* **What is needed**: Copy the following lines word for word, keeping every character unchanged.

* **Record extracts**:
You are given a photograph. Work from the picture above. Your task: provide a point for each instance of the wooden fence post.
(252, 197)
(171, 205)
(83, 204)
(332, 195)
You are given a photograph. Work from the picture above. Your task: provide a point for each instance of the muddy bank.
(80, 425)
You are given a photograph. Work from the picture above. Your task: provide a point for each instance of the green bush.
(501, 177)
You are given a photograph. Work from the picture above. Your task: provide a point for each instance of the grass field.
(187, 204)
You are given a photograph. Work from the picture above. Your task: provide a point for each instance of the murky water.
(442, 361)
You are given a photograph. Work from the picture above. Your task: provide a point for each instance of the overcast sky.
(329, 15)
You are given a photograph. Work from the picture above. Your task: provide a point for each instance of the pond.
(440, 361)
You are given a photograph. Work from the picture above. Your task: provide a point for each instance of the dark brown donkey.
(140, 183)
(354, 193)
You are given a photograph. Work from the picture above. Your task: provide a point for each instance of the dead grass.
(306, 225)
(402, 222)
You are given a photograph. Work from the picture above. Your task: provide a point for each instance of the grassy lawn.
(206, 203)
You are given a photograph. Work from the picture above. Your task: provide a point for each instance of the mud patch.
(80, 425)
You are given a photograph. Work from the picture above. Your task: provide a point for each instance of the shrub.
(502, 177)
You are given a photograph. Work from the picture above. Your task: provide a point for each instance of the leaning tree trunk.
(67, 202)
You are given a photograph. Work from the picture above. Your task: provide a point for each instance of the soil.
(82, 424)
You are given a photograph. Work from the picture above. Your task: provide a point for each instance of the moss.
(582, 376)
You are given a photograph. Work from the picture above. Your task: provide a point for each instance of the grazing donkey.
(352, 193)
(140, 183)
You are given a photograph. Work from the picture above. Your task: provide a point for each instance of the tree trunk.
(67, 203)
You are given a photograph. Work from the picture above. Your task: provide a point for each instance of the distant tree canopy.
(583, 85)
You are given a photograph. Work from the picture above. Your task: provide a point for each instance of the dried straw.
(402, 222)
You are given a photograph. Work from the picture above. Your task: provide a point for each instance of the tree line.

* **Full answer**:
You are given a photograph. Work from the picture above. Your task: provide a point for each instance of the wooden fence post.
(252, 197)
(171, 205)
(83, 204)
(332, 195)
You are given a photograph. Work from the picture above. Your task: provide a point for each instance of the muddy bank.
(80, 425)
You are given a photograph. Work from the picture above. Your task: provide a point for each instance of the green bush.
(501, 177)
You are given a photograph. Work from the picture above. Your task: provide a point for each instance of the grass field.
(187, 204)
You are given a photograph. Work from the picture above. Your task: provide a point for each instance of the murky water.
(442, 361)
You are given a photograph. Work from the picture above. Your task: provide a point for each instance of the overcast sky.
(329, 15)
You are given a photograph. Work from the picture above. Your task: provide a point for each instance of the pond.
(440, 361)
You are given a photograph. Work from the picture above. Your task: provide a point for each instance of the dark brown donkey.
(140, 183)
(354, 193)
You are given a photograph. Work from the picture above. Your task: provide a point for each instance of the dead grass.
(306, 225)
(402, 222)
You are given a photograph. Work from the picture above. Your task: provide a point for each instance of the grassy lawn.
(206, 203)
You are given a photograph. Work from the picture above. Your task: provide a point for each instance of the mud patch.
(80, 425)
You are given a photograph. Work from the picture above. Your task: provide a point for each instance of the shrub.
(502, 177)
You are given a photograph. Work from the picture above. Your task: provide a point for each instance of the leaning tree trunk.
(67, 202)
You are given a photograph. Work from the picture above. Your task: provide a point for each instance of the soil.
(82, 424)
You are given a photograph. Work from the picture above. Your task: provide a point for each instance of the moss.
(582, 376)
You are given a photograph. Work from the picture above. Your task: provide a point for each instance of the grazing donkey.
(352, 193)
(140, 183)
You are given a photograph. Work from the picture above. Your task: provide a point for each instance of the tree trunk.
(67, 203)
You are given a photograph. Work from the picture above. Your task: provide a point for each instance of the distant tree canopy.
(583, 85)
You are given a photograph. Work from the picture above. Your task: provide a point for each instance of the dried straw.
(402, 222)
You are given a photograph. Work from the picture above. Your task: provide a point for each instance of the tree line.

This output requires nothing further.